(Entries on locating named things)
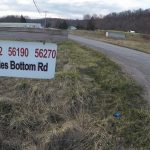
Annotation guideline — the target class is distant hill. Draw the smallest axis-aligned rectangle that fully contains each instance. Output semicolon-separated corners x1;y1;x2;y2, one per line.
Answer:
0;9;150;34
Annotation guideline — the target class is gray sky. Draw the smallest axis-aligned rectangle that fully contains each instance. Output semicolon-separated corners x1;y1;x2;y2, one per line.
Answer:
0;0;150;19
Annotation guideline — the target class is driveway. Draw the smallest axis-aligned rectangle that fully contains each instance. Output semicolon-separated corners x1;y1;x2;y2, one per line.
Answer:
68;35;150;102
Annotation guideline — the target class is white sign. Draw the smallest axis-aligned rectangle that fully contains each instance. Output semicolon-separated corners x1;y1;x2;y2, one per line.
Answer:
0;41;57;79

§ What you have to do
Reproduce all of the material above line by line, offsetting every coordinate in the answers by -132. Leave the pictures out.

§ Exercise solution
Annotation guideline — the target class is distant hill. Draw the smallest axis-aligned rectangle that fully contains each instance. Output semicolon-separated corners x1;y1;x2;y2, one per line.
Answer:
-132;-123;18;-98
Annotation guideline — the target class is gray sky. Draw the smallest axis-aligned rectangle that fully contains each instance. Output semicolon-separated corners x1;y1;x2;y2, one per line.
Answer:
-132;-132;18;-113
Annotation guideline — the target class is driveway. Draw the smallest axis-aligned rectangle that fully contains each instance. Output semicolon-separated corners x1;y1;x2;y2, one per line.
Answer:
-64;-97;18;-30
Annotation guideline — the target class is white sign. Draw the smallest axis-aligned rectangle that fully contains each instance. Output semicolon-separated corners x1;y1;x2;y2, one per line.
Answer:
-132;-91;-75;-53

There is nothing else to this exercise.